**** Text shown ****

The reality is like you were going to lose that anyway right now. So like you don't have anything to lose. Like you were back at, you know, your ability to kind of switch quickly to be like, no, we're back at square one. Great. Let's go. You know, I think both of those together with shipping and learning, like I think that's what so many people like we're doing this acquired right now need to be doing. That fear of losses. It's obviously a fear based mentality. And Shane of all the people I know has always been the one to find an
an opportunity in a downturn. Like, and you know, we, we did that as a team this time. Um, but I think we, we just tried to do that every time. Yeah. Yeah. I think the, the big misconception people have is like there's known and there's unknown and people always have this insane mis-evaluation of risk for the unknown. Um,
Where like, in my mind, like, I'm not going to like, what I know now was once unknown to me. And that's like, I trust in me, I trust in our team, that the unknown shouldn't theoretically be that much riskier than the known. And from that end, like that,
between what others view as risk and what we can view as risk is like arbitrage opportunity, more or less. And like, that's the, you know, talk about asymmetric risk. Like that's it. Yeah. It was a big opportunity for us to be first too. Yeah. Well, with that guys, I want to, I want to bring it home. So you're in Seattle. Where are you going to be launching soon? Uh, yeah, we're going to be launching very soon in, uh, uh,
Do we want to talk? Yeah, sure. Why not? We're just the random city generator, right? You can tell us no to. Yeah, no, no, I think it's fine. We'll be we'll be in Austin here pretty soon, as well as a few other choice West Coast cities. That one, I think if I did talk, would I get some shit from the team pretty quickly? Yeah.
That's great. And if folks are in Seattle, how can they book their first one? Yeah, head to trymystery.com. And then I think there's a big old button that says Mystery Night In. That's going to take you to our Webflow site. Please also sign up at trymystery.com because we'd love your user information in our actual database. Or wait to sign up until Friday. Yes.
We probably won't ship this before Friday, so you can stand up that. Sign up now. Get started. That's great. Well, I'm excited to try it out myself. This is an LP episode. How can our LPs and listeners interact with you guys directly? I know Shane, at least, you're in the Acquired Slack group.
Vince is about to be in the acquired Slack. So that's perfect. Yeah. Feel free to DM me directly. I've already actually chatted with some people. It's awesome. The community is super cool. Uh, feel free to reach out there. Um, our Instagrams are at trimistry, uh, trimistry.com, not mystery.com. That's a crazy person in Detroit that won't give us their domain name. Um, but, uh, yeah, Shane at trimistry.com at email, LinkedIn or with a Slack group, whatever works.
Given your guys' whole history and scrappiness, I think in the event, you know, which I don't think is likely, but if Mystery Night In doesn't work, I think you should, the next pivot should be to domain name negotiation acquisition for people. Yeah.
Yeah, we've gotten pretty, I'd say where we've really found our strategies, actually both Vince and I managed to get the Convoy app name. I had to raggle that from a Princeton professor. And then the app name for Mystery, Vince like really worked hard to get. So we got the app name. Domain names, you know, not exactly our forte. There's, yeah, we'd have to be billionaires according to Mystery.com. Yeah, there you go, perfectly. The biggest opportunity, DomainSquatting.com. Okay.
Love it. Well, thanks so much for joining us, guys. LPs, thanks for going on the journey with us. Yeah. Cool. Thanks, guys. Thank you.

**** Excerpted records ****

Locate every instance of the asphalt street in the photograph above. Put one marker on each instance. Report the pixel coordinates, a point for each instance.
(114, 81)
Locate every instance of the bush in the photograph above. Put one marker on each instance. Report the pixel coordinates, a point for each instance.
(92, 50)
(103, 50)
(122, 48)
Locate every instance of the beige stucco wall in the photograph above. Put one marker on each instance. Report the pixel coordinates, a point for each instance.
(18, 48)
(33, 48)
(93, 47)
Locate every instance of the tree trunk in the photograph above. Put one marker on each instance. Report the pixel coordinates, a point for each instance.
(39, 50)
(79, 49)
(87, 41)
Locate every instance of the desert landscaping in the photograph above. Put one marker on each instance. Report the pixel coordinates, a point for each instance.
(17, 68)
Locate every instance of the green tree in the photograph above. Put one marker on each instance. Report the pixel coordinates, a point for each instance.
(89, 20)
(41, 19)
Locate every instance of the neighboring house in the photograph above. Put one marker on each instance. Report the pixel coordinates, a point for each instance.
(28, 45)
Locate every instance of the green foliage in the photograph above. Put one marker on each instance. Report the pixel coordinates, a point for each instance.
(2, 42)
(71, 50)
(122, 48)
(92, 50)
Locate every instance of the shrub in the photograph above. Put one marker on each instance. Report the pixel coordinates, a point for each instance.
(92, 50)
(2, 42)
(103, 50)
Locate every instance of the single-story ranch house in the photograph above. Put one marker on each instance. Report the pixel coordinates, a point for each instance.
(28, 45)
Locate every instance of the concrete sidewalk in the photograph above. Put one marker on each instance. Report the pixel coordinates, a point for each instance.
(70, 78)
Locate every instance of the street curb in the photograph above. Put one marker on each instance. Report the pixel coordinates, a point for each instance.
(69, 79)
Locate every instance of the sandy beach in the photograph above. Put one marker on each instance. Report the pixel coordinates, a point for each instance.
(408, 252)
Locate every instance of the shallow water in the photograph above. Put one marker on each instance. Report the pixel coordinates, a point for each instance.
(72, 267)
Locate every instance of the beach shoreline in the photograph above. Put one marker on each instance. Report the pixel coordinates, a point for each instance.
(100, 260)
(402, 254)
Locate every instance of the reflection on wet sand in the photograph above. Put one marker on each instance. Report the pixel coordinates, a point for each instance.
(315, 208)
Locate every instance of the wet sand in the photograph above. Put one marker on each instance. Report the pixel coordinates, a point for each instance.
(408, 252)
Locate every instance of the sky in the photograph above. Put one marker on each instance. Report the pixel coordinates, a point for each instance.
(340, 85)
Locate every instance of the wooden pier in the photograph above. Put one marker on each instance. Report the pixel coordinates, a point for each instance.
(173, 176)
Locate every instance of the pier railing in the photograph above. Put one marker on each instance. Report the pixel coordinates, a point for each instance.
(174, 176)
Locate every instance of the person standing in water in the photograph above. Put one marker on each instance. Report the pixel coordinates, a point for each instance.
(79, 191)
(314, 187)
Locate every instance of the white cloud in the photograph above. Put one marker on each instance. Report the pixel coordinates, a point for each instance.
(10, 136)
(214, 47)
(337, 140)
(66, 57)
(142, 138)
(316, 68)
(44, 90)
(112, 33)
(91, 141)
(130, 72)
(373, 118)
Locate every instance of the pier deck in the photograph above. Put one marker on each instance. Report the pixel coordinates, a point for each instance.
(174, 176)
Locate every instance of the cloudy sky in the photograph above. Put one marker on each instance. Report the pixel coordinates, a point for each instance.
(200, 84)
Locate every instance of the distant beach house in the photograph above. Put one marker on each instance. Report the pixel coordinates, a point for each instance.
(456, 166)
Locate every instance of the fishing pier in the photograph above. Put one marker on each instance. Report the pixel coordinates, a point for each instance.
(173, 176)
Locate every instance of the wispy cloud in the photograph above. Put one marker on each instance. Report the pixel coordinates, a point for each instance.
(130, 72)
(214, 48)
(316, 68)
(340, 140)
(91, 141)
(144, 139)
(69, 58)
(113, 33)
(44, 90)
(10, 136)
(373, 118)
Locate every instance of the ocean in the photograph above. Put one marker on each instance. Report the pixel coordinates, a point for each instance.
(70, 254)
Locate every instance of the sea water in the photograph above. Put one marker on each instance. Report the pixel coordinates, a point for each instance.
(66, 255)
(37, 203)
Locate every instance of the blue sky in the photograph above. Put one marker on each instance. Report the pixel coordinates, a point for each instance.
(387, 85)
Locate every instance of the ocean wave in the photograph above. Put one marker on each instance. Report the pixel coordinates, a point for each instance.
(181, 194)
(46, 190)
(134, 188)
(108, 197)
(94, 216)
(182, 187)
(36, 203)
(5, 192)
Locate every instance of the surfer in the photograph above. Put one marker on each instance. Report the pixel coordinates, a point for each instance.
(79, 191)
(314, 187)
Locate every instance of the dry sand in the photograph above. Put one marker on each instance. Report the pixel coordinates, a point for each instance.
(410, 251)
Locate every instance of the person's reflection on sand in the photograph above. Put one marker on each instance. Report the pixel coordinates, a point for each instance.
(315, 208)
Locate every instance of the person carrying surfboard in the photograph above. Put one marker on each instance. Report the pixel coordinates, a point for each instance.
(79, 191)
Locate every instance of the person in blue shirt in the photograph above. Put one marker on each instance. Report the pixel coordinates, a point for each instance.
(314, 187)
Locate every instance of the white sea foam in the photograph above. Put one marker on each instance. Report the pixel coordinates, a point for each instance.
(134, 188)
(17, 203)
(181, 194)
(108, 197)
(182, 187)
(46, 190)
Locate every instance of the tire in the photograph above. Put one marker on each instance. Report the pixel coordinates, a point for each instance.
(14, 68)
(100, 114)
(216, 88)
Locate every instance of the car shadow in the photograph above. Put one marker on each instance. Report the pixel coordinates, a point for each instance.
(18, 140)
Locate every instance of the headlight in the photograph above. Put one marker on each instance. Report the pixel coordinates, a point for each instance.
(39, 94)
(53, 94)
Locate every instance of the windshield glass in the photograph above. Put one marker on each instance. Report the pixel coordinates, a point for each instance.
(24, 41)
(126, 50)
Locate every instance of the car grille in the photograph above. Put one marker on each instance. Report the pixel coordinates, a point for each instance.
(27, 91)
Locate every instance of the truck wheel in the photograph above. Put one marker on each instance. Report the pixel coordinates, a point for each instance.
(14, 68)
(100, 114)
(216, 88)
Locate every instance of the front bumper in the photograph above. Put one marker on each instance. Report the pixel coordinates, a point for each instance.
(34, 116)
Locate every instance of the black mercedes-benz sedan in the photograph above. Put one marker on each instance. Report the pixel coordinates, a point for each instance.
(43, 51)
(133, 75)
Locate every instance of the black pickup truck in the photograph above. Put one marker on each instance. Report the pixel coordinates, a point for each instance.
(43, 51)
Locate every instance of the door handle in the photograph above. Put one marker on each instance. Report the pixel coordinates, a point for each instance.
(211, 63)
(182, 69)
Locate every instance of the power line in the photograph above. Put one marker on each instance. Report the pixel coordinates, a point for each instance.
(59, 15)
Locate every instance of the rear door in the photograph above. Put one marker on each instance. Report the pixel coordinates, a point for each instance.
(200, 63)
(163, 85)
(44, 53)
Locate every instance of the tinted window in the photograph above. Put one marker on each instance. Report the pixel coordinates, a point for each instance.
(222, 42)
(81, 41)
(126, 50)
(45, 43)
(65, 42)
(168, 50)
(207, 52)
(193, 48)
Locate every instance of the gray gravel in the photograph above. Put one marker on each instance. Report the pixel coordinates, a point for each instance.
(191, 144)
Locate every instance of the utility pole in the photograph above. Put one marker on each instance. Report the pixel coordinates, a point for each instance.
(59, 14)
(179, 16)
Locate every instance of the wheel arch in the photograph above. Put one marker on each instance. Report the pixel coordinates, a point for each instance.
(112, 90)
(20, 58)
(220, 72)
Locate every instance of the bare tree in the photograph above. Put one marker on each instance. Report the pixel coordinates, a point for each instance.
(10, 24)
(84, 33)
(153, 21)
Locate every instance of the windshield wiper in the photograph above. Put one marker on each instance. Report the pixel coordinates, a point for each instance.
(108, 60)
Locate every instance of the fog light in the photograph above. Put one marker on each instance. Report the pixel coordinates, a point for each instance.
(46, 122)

****

▶ [Problem to work on] Duplicate everything in the interview transcript from "We probably won't" down to "group, whatever works.". This material comes from a separate source.

▶ [Task output]
We probably won't ship this before Friday, so you can stand up that. Sign up now. Get started. That's great. Well, I'm excited to try it out myself. This is an LP episode. How can our LPs and listeners interact with you guys directly? I know Shane, at least, you're in the Acquired Slack group.
Vince is about to be in the acquired Slack. So that's perfect. Yeah. Feel free to DM me directly. I've already actually chatted with some people. It's awesome. The community is super cool. Uh, feel free to reach out there. Um, our Instagrams are at trimistry, uh, trimistry.com, not mystery.com. That's a crazy person in Detroit that won't give us their domain name. Um, but, uh, yeah, Shane at trimistry.com at email, LinkedIn or with a Slack group, whatever works.